### DATA ENTRIES:
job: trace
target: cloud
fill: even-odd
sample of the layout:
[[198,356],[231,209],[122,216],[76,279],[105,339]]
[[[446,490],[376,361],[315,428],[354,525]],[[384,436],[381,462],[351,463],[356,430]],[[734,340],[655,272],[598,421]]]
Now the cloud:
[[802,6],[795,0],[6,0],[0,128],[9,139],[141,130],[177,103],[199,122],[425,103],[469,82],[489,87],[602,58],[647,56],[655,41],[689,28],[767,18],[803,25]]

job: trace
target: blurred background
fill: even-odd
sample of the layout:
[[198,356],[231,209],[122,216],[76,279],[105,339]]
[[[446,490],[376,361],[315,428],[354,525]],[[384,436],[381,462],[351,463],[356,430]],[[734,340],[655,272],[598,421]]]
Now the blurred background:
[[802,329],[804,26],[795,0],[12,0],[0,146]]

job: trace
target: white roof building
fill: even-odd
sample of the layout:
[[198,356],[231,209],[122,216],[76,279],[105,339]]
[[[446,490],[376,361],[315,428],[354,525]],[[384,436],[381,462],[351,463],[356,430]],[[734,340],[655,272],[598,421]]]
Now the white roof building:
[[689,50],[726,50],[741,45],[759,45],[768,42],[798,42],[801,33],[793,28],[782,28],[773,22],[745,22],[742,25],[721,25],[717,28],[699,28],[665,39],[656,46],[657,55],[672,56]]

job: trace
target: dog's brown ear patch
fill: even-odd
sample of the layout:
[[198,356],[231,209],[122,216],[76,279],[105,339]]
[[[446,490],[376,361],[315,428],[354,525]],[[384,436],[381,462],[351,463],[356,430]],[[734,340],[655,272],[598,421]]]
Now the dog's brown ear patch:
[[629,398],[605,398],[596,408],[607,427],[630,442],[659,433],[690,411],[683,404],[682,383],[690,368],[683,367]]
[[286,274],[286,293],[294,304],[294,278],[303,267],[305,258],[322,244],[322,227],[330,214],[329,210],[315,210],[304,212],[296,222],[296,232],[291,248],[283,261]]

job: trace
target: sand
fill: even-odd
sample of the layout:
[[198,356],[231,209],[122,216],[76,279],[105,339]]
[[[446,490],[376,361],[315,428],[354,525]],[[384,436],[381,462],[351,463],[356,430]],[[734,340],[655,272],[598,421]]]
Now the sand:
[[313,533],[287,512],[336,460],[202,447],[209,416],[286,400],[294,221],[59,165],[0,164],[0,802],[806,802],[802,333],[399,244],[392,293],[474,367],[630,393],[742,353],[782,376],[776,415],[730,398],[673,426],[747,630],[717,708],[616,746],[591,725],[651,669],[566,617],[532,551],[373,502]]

### WHAT NEEDS TO BE DONE:
Write out every line of the material above, character for character.

### OUTPUT OF THE EXERCISE:
job: trace
target: cloud
fill: even-odd
sample of the layout:
[[198,356],[231,209],[122,216],[76,279],[105,339]]
[[[446,490],[376,361],[315,428],[354,525]],[[384,436],[381,462],[351,463],[356,430]],[[734,340],[655,272],[598,421]]]
Now the cloud:
[[802,6],[795,0],[6,0],[0,128],[9,139],[141,130],[177,103],[199,122],[425,103],[469,82],[489,87],[602,58],[647,56],[655,41],[689,28],[767,18],[803,25]]

job: trace
target: blurred background
fill: even-odd
sample of the layout:
[[198,356],[231,209],[122,216],[76,279],[105,339]]
[[[446,490],[376,361],[315,428],[354,525]],[[384,436],[381,462],[351,463],[356,430]],[[734,340],[655,272],[598,421]]]
Now the blurred background:
[[802,329],[804,26],[795,0],[12,0],[0,146]]

job: trace
target: white roof building
fill: even-odd
sample of the layout:
[[198,356],[231,209],[122,216],[76,279],[105,339]]
[[[446,490],[376,361],[315,428],[354,525]],[[384,436],[381,462],[351,463],[356,430]],[[734,340],[655,272],[598,421]]]
Now the white roof building:
[[689,50],[726,50],[741,45],[759,45],[768,42],[798,42],[801,33],[793,28],[782,28],[773,22],[745,22],[742,25],[721,25],[717,28],[699,28],[665,39],[656,46],[657,55],[672,56]]

job: trace
target: dog's brown ear patch
fill: even-odd
sample of the layout:
[[198,356],[231,209],[122,216],[76,279],[105,339]]
[[[446,490],[376,361],[315,428],[354,525]],[[384,436],[381,462],[351,463],[356,430]],[[734,340],[655,272],[598,421]]]
Now the dog's brown ear patch:
[[629,398],[605,398],[596,408],[607,427],[630,442],[659,433],[690,411],[683,404],[682,383],[690,368],[683,367]]
[[286,274],[286,293],[294,304],[294,278],[303,267],[305,258],[322,244],[322,227],[330,214],[329,210],[315,210],[304,212],[296,222],[296,232],[291,248],[283,261]]

job: trace
target: sand
fill: even-odd
sample of the layout:
[[198,356],[231,209],[122,216],[76,279],[105,339]]
[[[446,490],[376,361],[315,428],[354,525]],[[384,436],[381,462],[351,463],[356,430]],[[734,340],[655,272],[598,421]]]
Now the sand:
[[313,533],[287,512],[336,460],[202,447],[209,416],[286,400],[294,221],[59,165],[0,164],[0,802],[806,802],[802,333],[399,244],[392,293],[474,367],[630,393],[742,353],[782,376],[776,415],[730,398],[673,426],[747,630],[717,708],[616,746],[591,725],[651,669],[566,617],[532,551],[373,502]]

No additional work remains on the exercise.